--- start of Supplied material ---
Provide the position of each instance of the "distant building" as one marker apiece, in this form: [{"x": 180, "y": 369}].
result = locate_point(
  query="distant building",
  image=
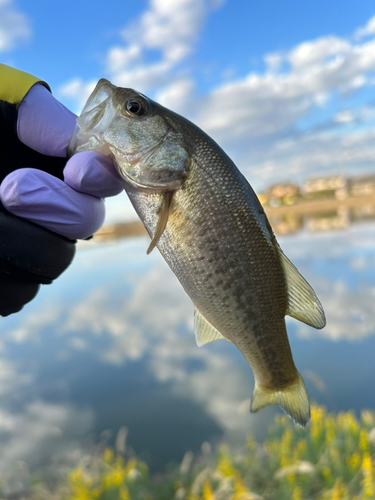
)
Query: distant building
[
  {"x": 283, "y": 194},
  {"x": 326, "y": 187},
  {"x": 362, "y": 186}
]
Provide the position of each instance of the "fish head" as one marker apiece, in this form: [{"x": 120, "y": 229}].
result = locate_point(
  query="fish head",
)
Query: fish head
[{"x": 147, "y": 149}]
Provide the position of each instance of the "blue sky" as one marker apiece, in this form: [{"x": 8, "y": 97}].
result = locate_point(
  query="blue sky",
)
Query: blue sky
[{"x": 286, "y": 88}]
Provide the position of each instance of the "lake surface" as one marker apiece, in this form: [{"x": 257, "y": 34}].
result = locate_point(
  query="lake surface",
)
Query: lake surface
[{"x": 111, "y": 344}]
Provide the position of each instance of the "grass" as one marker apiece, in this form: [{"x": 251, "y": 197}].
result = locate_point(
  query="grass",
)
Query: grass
[{"x": 332, "y": 459}]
--- end of Supplied material ---
# Task requirements
Tally the lines of the entries above that contain the string "each", treating uppercase and lowercase as distinct, and give only the number.

# Written solution
5